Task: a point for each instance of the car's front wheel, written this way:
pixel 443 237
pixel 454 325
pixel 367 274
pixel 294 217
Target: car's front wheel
=-=-=
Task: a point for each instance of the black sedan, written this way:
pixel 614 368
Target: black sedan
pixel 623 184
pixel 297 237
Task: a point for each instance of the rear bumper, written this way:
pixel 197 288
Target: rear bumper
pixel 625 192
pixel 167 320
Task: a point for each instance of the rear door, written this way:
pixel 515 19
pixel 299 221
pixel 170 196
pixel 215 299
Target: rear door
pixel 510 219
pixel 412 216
=-=-=
▶ **INSTRUCTIONS TO FOLLOW**
Copy out the rows starting with the line containing "Task: a point for each instance of the car's" and ending with the line containing "Target: car's front wheel", both included, without any changes.

▶ **RIGHT ANSWER**
Task: a point for each instance of the car's front wheel, written this way:
pixel 443 237
pixel 454 325
pixel 367 274
pixel 294 217
Target: car's front wheel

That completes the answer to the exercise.